Extracto de página:
____________________

En un texto lleno de fuerza expresiva, profundidad filosófica y experiencia religiosa dice Martin Buber: «Dios es la más abrumadora de todas las palabras humanas. Ninguna ha sido tan ensuciada, tan desgarrada… Generaciones de hombres han descargado sobre esa palabra el peso de sus vidas angustiadas y la han abatido hasta dar con ella en el suelo… Las razas humanas, con sus escisiones religiosas, han desgarrado esa palabra; han matado por ella y han muerto por ella… Pero cuando todo desvarío y todo engaño se desvanece, cuando se enfrentan a él en la aislada oscuridad y ya no dicen «él, él», sino que suspiran «tú, tú», cuando gritan «tú», cuando todos ellos dicen esa misma palabra y añaden luego «Dios», ¿no es el verdadero Dios aquél a quien invocan, el único Viviente, el Dios de los hijos de los hombres?»[1].

Tiene razón Buber cuando desvela la ambivalencia respecto al uso de una palabra con la cual se  ha defendido lo más execrable como  se ha expresado lo más elevado del ser humano. Por eso algunos pretenden una especie de moratoria en su uso. Sin embargo, renunciar a ella, a lo que representa supondría una enorme pérdida. El mismo Buber afirma:” No podemos limpiar la palabra Dios y devolverle su integridad. Pero sí podemos, manchada y desgarrada como está, alzar esa palabra del suelo y enarbolarla sobre una hora de máxima zozobra”[2]. Tan solo sabiendo qué es lo que decimos cuando hablamos de Dios experimentaremos lo que se pierde cuando se deja de hablar de Él.

 Meditemos  sobre  la palabra “Dios”.  Es lugar común hablar del Dios del creyente y del dios del filósofo. Recordemos  las tan citadas frases del Memorial de Blas Pascal tras su experiencia mística el 23 de noviembre de 1624: “Desde aproximadamente las diez y media de la noche, hasta aproximadamente las doce y media. Fuego. “Dios de Abraham, Dios de Isaac, Dios de Jacob” (Ex 3, 6) y no de filósofos y sabios. Certeza. Certeza. Sentimiento. Alegría. Paz.”  Ciertamente un  dios puro concepto filosófico no deja de ser el dios muerto que preconizará Nietzsche. Si tenemos que meditar  sobre  Dios como nos enseña la fenomenología de la religión tenemos que acudir al Dios ante el que podemos arrodillarnos, al Dios que se le puede rezar, al Dios presente en la vida del hombre. Si la filosofía quiere pensar sobre Dios tiene que pensar en  el Dios que se ha hecho vida en la historia del hombre y no el dios constructo humano que no deja de ser un ídolo que, como todo ídolo, finalmente se  derribará.

____________________

Extractos de filas:
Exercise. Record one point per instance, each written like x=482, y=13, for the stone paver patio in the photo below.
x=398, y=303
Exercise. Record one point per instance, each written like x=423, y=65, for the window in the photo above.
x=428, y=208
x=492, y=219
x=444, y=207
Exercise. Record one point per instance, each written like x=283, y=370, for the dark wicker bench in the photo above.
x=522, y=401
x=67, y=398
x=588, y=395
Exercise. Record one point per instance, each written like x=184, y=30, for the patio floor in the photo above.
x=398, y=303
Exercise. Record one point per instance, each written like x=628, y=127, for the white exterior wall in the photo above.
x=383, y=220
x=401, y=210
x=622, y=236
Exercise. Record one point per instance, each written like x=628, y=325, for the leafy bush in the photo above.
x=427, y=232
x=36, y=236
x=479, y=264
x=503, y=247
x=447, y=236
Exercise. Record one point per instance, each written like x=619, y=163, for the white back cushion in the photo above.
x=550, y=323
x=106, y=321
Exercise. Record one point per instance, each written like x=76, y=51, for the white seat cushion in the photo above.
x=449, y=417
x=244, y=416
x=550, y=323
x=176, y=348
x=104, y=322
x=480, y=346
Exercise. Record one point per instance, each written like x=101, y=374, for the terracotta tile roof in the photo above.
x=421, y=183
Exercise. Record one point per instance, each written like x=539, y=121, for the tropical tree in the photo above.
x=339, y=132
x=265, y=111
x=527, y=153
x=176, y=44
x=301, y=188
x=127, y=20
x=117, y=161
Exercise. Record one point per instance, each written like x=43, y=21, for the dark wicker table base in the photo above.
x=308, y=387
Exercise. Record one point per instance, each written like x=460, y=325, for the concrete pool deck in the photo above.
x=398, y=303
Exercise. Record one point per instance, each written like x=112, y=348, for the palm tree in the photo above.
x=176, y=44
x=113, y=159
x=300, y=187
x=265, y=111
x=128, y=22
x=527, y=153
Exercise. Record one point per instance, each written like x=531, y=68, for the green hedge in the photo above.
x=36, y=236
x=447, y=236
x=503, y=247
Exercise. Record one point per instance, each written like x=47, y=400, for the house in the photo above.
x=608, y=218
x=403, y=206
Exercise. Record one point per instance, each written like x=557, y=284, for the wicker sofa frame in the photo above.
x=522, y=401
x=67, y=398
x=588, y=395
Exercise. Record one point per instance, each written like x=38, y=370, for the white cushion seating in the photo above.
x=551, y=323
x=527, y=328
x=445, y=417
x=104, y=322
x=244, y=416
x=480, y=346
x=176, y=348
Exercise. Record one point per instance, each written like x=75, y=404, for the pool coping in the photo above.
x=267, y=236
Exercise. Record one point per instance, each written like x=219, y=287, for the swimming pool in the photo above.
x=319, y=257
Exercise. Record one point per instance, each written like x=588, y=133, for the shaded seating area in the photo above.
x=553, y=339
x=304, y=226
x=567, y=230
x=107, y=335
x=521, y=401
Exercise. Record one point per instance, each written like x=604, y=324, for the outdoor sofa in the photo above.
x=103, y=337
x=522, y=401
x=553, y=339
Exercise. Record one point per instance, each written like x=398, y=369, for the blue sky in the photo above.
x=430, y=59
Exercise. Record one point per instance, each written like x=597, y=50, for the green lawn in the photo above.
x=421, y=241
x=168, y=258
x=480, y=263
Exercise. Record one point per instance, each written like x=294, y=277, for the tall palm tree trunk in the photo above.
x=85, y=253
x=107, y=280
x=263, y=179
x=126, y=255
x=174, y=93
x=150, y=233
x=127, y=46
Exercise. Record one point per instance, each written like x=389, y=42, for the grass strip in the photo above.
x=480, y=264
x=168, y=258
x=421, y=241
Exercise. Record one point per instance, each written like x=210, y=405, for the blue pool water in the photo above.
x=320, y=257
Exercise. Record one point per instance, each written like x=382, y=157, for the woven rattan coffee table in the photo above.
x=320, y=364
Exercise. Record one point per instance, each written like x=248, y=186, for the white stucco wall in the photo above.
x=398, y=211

____________________

Lista de tareas:
a: Enumera los autores que se mencionan por su nombre en el texto sobre la palabra «Dios».
b: Continúa el texto sobre la palabra «Dios» a partir de su última oración.

Respuestas:
a: Martin Buber, Blas Pascal y Nietzsche.

b:
Pero ¿qué decimos cuando decimos Dios?

Dios es la palabra teísta para designar ese más allá al que se refieren  las religiones. Éstas   nos enseñan que con la palabra Dios se refieren a una realidad que les antecede y les provoca la necesidad de responder. Es la realidad de la que procede todo lo existente. La realidad en la que vivimos, nos movemos y existimos, como dice Pablo.  Dios no es un concepto, cuando lo consideramos un concepto lo transformamos en un ídolo. Pensar que la experiencia de Dios es como la experiencia que tenemos de un objeto es imposible. Dios no es un nombre común como con el que designamos a un ente, a una cosa. Se dice que Dios es un ser infinitamente bueno, justo y poderoso, pero ni siquiera esto es cierto pues Dios no es un ser.  Dios es el nombre propio con el que designamos la realidad  de la que estamos permanentemente surgiendo. Al hablar de Dios no hablamos del ser que ya está a este lado de la cortina, sino de la fuente del ser. El Misterio puro y simple al que llamamos Dios no es una parte objetiva  particular de realidad que podemos abarcar. De Él no podemos decir que es esto o aquello. Él es la base y la condición previa  que abarca sin ser abarcada nuestra experiencia y sus objetos. Es en esta extraña experiencia de trascendencia donde podemos aproximarnos a conocerle.  

La experiencia de la humanidad, expresada a través de innumerables tradiciones, nombra a Dios como símbolo. El discurso sobre Dios es incompatible con cualquier otro discurso. La palabra Dios es un símbolo que se revela y vela en el mismo símbolo. Al igual que el concepto busca la univocidad (solo tiene un significado) el símbolo es polisémico. Hablar de Dios es poner palabras a una experiencia que nos hace conscientes de que hay algo más, de un sin fondo. Se trata de la raíz de toda experiencia que nos hace descubrir una dimensión de in-finito, in-acabado, es la experiencia de la contingencia. Se trata de una experiencia de profundidad  y de humildad. En palabras de Eckhart, todos debiéramos rezar diciendo: Dios mío líbrame de mi Dios. Líbrame del dios  que he creado y hazme capaz de acoger tu presencia[3].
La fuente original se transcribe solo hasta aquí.